*** Data to examine Section Begins ***

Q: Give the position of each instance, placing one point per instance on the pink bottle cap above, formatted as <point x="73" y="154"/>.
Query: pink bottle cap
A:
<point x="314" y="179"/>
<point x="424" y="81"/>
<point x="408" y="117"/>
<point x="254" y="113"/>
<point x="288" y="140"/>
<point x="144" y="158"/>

*** Data to examine Section Ends ***

### [Exercise directions]
Return the whole of the data, character for character.

### [Your response]
Q: Give the position of each instance, placing one point per instance on the pink bottle cap above, formatted as <point x="73" y="154"/>.
Query: pink bottle cap
A:
<point x="314" y="179"/>
<point x="424" y="81"/>
<point x="408" y="117"/>
<point x="254" y="113"/>
<point x="288" y="140"/>
<point x="144" y="158"/>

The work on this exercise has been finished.